■ **Passage**
British Journal of Educational Psychology, v83 n2 p329-340 Jun 2013
Background: Research has shown how academic emotions are related to achievement and to cognitive/motivational variables that promote achievement. Mediated models have been proposed to account for the relationships among academic emotions, cognitive/motivational variables, and achievement, and research has supported such mediated models, particularly with negative emotions. Aims: The study tested the hypotheses: (1) self-regulation and the positive academic emotions of enjoyment and pride are positive predictors of achievement; and (2) enjoyment and pride both moderate the relationship between self-regulation and achievement. Sample: Participants were 1,345 students enrolled in various trigonometry classes in one university. Methods. Participants answered the Academic Emotions Questionnaire-Math (Pekrun, Goetz, & Frenzel, 2005) and a self-regulation scale (Pintrich, Smith, Garcia, & McKeachie, 1991) halfway through their trigonometry class. The students' final grades in the course were regressed to self-regulation, positive emotions, and the interaction terms to test the moderation effects. Results and Conclusions: Enjoyment and pride were both positive predictors of grades; more importantly, both moderated the relationship between self-regulation and grades. For students who report higher levels of both positive emotions, self-regulation was positively associated with grades. However, for those who report lower levels of pride, self-regulation was not related to grades; and, for those who reported lower levels of enjoyment, self-regulation was negatively related to grades. The results are discussed in terms of how positive emotions indicate positive appraisals of task/outcome value, and thus enhance the positive links between cognitive/motivational variables and learning. (Contains 2 figures and 2 tables.)

■ **Exercise**
How many students took part in the study described in the abstract, please?

■ **Collected material**
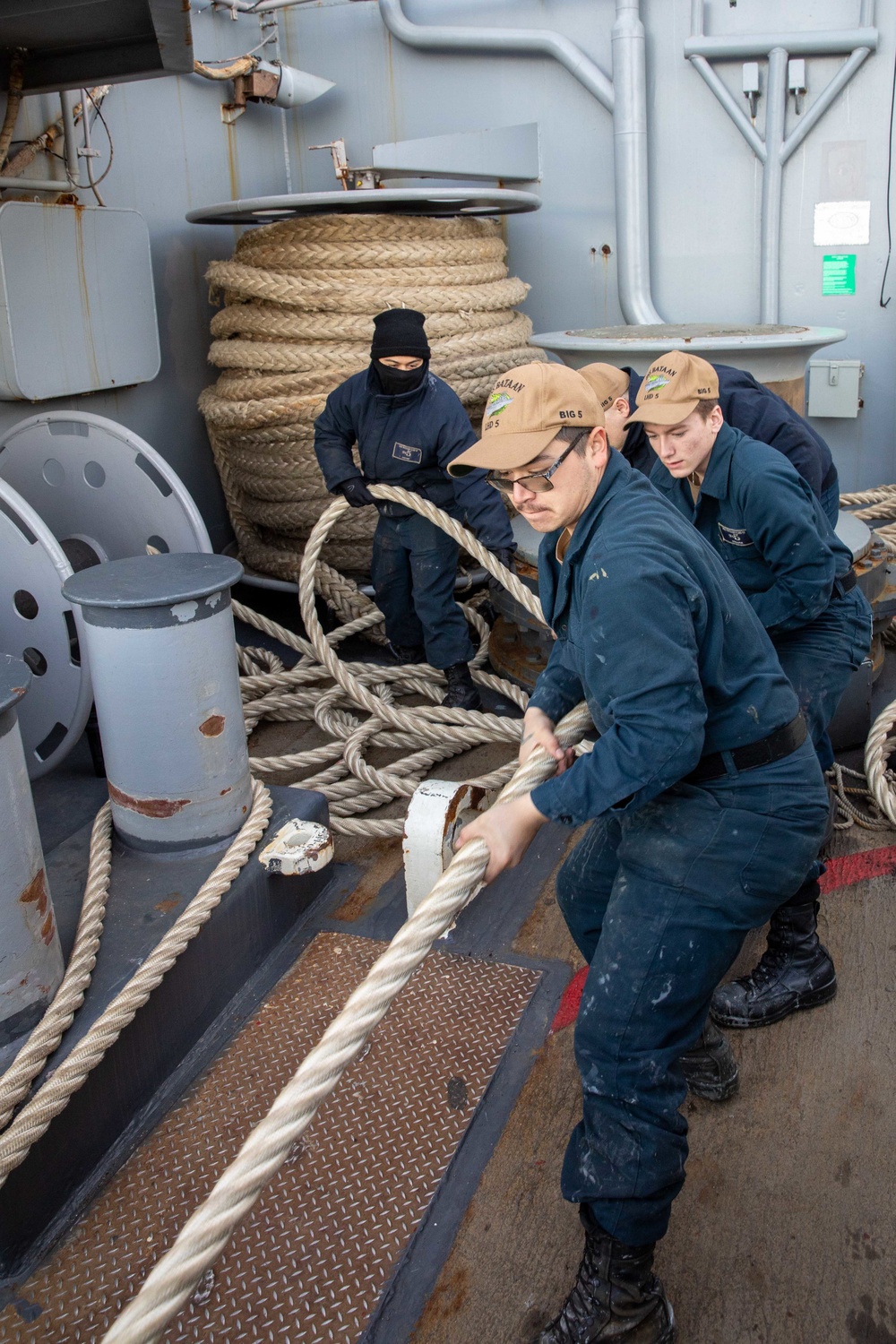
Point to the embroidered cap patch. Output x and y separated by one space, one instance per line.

■ **Answer for the task**
1,345 students